ENTRIES PROVIDED ▸
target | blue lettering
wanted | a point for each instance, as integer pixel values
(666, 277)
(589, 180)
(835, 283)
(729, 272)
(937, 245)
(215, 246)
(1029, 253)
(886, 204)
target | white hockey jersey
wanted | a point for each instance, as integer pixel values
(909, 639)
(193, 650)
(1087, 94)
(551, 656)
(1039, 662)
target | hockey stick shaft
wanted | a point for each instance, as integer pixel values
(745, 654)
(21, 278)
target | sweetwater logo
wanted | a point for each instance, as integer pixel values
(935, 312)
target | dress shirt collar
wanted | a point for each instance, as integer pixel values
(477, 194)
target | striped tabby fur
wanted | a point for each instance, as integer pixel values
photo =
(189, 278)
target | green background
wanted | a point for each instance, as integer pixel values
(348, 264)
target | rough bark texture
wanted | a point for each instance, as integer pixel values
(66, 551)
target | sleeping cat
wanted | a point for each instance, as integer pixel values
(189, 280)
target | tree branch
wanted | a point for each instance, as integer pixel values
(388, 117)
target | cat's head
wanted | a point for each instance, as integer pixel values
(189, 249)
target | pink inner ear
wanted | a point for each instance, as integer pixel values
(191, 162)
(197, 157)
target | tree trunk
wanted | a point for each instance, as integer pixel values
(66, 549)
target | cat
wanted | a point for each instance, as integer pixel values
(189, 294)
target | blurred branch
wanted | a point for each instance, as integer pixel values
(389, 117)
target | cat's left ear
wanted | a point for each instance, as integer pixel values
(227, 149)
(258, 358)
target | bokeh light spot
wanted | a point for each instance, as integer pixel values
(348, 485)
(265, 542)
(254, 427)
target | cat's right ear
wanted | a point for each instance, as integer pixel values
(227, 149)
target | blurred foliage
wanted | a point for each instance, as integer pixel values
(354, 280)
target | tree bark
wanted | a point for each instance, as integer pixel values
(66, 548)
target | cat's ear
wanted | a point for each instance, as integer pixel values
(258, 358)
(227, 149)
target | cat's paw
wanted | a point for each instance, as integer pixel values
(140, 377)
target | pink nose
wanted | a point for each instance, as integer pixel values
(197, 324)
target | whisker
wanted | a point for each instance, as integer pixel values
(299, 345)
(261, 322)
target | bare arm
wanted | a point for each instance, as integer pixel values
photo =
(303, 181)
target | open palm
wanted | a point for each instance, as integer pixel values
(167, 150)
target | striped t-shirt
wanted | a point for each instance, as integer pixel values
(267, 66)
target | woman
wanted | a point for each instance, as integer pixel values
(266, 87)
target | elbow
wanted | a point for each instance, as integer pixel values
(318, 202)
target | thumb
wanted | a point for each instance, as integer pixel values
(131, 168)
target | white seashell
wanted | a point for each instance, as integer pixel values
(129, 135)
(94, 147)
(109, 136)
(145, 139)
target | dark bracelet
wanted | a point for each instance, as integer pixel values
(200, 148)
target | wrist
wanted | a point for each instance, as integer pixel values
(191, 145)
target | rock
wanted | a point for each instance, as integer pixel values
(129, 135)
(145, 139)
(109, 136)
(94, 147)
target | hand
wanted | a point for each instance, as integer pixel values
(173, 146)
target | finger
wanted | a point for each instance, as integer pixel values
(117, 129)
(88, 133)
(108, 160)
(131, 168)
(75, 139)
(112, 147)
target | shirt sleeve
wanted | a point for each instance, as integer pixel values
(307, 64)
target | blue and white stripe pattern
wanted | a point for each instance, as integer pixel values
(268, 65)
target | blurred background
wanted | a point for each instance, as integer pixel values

ABOUT THIS EXERCISE ▸
Exactly as written, reproduce the lines of the data above from the first line through the line where "target | bokeh light spot" appears.

WRITTEN RESPONSE ▸
target | blue lettering
wanted | a point for each instance, as integer pixel values
(666, 277)
(589, 180)
(835, 283)
(729, 272)
(937, 245)
(215, 246)
(1029, 253)
(886, 204)
target | white hockey jersey
wanted | a point for each instance, as integer pixel values
(909, 639)
(193, 650)
(1087, 94)
(551, 656)
(1039, 662)
target | hockey stick shaft
wanted | a point for each instance, as integer pixel values
(745, 654)
(21, 278)
target | sweetwater logo
wanted | a point for each instance, as integer pixel values
(935, 312)
target | dress shirt collar
wanted | a point for each instance, as integer pixel values
(477, 194)
target | striped tabby fur
wanted | a point for each instance, as integer pixel values
photo =
(189, 278)
target | green background
wanted | a point for each instance, as integer pixel values
(348, 264)
target | rough bark texture
wanted | a point for each instance, as integer pixel values
(66, 551)
target | sleeping cat
wanted | a point for each instance, as integer pixel values
(189, 280)
target | tree branch
wanted | a point for each instance, as integer pixel values
(388, 117)
target | cat's head
wanted | a point for each instance, as integer pixel values
(189, 249)
target | pink inner ear
wanted | a point for each instance, as integer pixel values
(191, 162)
(197, 157)
target | tree trunk
wanted | a point for each instance, as integer pixel values
(66, 549)
target | cat
wanted | a point for each instance, as integer pixel values
(189, 294)
target | blurred branch
wanted | a point for each instance, as integer pixel values
(389, 117)
target | cat's left ear
wanted | a point for each instance, as integer pixel values
(227, 149)
(258, 358)
target | bokeh light spot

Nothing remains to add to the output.